§ DIRECTIONS: Extract the line that contains "Provide the pixel coordinates of one point on the handheld" and every line after it to the end of the records below, exactly as written and nothing else.

- - - - -

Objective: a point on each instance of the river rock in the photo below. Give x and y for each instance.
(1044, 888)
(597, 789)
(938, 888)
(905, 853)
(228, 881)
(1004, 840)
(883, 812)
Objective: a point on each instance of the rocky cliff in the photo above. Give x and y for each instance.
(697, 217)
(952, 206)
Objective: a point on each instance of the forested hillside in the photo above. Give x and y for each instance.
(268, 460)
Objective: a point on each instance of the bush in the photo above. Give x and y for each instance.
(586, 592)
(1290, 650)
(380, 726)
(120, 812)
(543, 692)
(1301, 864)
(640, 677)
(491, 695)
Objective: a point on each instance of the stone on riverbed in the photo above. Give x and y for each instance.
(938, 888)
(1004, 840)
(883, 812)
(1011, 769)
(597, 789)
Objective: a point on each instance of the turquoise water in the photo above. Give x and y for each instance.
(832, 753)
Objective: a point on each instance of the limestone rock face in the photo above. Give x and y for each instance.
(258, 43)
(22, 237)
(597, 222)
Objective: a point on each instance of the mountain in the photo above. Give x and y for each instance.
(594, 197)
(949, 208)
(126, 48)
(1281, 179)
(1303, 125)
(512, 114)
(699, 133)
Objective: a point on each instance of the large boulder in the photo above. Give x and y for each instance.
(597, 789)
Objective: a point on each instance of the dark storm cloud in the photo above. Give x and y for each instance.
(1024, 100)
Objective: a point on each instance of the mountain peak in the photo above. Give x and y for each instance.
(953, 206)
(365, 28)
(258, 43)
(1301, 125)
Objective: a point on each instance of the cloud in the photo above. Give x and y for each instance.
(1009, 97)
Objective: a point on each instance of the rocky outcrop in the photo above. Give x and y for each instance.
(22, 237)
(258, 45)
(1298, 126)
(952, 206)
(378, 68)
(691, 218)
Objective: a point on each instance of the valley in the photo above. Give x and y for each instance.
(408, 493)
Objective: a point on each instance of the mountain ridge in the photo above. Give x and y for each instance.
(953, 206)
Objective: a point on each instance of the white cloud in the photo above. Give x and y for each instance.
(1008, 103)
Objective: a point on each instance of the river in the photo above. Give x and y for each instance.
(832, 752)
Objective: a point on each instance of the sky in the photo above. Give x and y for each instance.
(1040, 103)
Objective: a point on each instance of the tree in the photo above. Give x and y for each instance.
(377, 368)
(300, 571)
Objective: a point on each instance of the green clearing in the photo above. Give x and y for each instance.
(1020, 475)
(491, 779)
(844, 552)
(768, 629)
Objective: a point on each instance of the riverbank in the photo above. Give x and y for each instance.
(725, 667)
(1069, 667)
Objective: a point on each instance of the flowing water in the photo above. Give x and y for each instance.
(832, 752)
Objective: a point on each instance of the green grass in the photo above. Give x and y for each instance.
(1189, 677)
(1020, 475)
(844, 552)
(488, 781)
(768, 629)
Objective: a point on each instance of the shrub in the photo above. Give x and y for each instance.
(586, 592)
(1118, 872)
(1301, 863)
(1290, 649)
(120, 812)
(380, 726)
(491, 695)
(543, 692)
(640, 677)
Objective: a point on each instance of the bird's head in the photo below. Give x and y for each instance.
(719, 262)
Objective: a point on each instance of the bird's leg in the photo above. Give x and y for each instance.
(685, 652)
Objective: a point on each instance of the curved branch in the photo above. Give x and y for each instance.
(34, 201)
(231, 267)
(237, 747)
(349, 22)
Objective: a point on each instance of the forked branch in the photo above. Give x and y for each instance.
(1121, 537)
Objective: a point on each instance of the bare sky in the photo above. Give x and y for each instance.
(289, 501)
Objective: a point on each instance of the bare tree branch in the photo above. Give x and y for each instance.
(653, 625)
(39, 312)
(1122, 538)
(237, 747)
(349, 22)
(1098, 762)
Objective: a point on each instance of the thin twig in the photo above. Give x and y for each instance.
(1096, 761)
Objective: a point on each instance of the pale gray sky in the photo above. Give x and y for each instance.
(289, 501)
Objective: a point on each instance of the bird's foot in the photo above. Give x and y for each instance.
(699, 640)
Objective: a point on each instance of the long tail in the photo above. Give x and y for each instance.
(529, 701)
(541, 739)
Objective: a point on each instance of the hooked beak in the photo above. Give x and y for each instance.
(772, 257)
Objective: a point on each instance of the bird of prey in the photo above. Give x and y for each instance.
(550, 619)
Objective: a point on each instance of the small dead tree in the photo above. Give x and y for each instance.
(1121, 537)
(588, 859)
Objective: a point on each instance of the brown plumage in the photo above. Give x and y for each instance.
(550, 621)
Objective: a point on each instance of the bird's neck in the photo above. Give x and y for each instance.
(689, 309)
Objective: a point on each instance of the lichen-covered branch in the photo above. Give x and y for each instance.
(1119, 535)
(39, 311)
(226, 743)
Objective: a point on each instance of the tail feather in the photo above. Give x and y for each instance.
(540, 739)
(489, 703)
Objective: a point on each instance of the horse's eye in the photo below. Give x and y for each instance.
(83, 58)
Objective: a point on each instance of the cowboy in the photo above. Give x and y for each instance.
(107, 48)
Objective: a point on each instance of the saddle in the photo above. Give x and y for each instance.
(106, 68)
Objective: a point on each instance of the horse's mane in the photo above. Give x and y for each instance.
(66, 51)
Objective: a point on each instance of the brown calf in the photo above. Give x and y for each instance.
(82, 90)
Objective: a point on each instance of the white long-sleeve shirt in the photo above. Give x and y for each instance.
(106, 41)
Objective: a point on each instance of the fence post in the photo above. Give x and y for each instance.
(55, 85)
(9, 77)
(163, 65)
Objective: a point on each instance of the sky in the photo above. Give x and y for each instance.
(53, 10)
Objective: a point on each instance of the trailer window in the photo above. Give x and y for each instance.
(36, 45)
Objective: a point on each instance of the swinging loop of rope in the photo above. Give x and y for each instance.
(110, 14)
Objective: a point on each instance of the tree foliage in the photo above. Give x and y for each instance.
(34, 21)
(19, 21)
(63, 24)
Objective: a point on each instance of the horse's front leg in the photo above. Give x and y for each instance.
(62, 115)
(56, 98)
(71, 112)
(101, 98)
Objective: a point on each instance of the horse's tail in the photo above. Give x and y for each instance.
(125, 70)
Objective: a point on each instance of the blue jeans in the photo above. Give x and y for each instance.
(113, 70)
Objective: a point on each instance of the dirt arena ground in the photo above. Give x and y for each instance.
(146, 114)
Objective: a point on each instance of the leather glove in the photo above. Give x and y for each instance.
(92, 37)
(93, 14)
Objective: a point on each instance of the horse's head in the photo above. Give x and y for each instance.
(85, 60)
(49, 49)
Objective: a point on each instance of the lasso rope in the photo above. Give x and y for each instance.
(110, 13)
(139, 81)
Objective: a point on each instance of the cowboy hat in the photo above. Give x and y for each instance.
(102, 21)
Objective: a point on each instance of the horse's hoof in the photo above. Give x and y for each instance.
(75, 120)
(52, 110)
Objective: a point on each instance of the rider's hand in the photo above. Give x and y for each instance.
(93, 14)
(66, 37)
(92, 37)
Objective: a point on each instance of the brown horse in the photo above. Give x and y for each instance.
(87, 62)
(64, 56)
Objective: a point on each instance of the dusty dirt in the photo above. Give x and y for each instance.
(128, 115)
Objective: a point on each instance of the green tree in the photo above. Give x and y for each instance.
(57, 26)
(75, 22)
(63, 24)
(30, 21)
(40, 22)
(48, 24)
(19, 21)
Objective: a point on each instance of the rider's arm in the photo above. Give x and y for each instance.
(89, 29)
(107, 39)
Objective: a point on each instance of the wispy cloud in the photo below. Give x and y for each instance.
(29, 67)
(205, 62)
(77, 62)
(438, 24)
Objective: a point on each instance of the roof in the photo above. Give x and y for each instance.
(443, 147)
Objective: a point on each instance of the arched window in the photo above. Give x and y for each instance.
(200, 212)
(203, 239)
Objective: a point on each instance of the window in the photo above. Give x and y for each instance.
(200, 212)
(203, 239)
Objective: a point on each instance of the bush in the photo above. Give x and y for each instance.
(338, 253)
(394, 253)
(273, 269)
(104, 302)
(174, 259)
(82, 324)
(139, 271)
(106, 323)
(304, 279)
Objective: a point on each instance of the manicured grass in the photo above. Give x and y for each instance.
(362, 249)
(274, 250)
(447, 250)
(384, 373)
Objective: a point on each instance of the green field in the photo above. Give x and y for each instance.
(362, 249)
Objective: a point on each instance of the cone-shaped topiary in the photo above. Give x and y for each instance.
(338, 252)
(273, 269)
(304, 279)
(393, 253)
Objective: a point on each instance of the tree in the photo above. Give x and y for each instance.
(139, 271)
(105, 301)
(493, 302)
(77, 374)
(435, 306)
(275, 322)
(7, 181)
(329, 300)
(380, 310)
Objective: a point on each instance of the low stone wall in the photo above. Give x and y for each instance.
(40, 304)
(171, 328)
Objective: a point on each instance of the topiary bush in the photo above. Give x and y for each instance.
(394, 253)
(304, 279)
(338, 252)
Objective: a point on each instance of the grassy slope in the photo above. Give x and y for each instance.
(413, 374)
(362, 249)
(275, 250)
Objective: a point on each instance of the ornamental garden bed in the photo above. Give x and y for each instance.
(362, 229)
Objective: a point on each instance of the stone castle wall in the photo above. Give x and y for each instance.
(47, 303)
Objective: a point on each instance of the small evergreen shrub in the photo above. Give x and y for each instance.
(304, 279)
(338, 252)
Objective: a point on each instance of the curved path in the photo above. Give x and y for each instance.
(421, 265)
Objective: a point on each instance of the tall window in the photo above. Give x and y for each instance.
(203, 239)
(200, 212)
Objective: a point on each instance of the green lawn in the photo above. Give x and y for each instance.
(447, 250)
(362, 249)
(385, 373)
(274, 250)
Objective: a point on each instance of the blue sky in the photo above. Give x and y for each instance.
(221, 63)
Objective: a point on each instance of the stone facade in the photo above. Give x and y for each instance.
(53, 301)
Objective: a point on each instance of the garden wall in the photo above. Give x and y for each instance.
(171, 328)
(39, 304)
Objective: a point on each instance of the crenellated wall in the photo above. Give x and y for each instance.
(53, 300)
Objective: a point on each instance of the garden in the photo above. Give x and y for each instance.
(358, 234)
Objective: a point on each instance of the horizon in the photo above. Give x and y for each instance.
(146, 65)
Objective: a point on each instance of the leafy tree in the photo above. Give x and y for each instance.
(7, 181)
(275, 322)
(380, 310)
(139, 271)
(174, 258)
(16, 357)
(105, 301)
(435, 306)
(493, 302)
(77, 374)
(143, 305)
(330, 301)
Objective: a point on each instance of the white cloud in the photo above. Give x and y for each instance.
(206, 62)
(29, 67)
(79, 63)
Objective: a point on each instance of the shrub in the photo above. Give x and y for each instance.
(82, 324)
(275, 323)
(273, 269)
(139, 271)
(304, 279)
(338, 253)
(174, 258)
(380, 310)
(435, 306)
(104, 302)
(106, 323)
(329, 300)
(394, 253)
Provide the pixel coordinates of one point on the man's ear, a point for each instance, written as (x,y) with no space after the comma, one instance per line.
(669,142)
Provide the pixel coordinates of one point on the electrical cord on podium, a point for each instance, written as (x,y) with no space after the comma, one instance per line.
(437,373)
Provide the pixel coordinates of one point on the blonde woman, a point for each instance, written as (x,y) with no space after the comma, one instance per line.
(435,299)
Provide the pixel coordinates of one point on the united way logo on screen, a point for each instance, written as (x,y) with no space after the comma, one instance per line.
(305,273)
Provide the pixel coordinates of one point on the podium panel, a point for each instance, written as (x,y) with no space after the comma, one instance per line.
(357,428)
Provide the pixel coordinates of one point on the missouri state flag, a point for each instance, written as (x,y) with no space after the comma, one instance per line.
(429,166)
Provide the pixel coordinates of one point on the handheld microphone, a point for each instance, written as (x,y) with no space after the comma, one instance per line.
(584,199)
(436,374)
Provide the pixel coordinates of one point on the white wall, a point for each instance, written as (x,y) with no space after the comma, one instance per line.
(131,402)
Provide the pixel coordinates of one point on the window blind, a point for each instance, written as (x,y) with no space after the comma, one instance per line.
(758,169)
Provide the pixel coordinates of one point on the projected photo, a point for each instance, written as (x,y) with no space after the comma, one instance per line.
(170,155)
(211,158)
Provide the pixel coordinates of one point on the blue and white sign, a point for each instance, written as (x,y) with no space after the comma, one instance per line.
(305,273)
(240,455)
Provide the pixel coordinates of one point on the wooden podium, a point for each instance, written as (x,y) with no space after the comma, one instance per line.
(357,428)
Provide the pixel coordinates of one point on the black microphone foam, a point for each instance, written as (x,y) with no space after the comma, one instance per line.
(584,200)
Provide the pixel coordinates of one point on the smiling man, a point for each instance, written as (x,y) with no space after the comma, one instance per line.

- - - - -

§ CORRECT RESULT:
Provide the pixel coordinates of one point on the handheld microphone, a point for each instance, written as (x,y) with no space after the comma, one instance per line.
(584,199)
(436,374)
Provide the pixel coordinates of one point on the white wall, a point for each instance, written as (x,y) with no space after the comma, one instance per line.
(131,402)
Provide the pixel coordinates of one point on the window blind, a point for each instance, written as (x,y) with no space after the comma, one instance per line.
(758,169)
Provide the pixel coordinates of one point on the projected photo, a point for each instance, written as (x,y) with no space after the comma, one instance per line.
(170,155)
(211,158)
Provide the pixel coordinates of one point on the blue and white sign, a point for each instance, written as (x,y) with no space after the comma, one instance per line.
(305,273)
(240,455)
Provide the pixel coordinates of one point on the wooden podium, a point for each instance, written as (x,y) with no space after the comma, one instance per line.
(357,428)
Provide the pixel coordinates of one point on the black microphone foam, a point for each instance, written as (x,y) with no space after the comma, one instance per line.
(584,200)
Provide the pixel coordinates of one point on the smiling man, a point for each instance, written as (x,y) with no space after the comma, one instance per line.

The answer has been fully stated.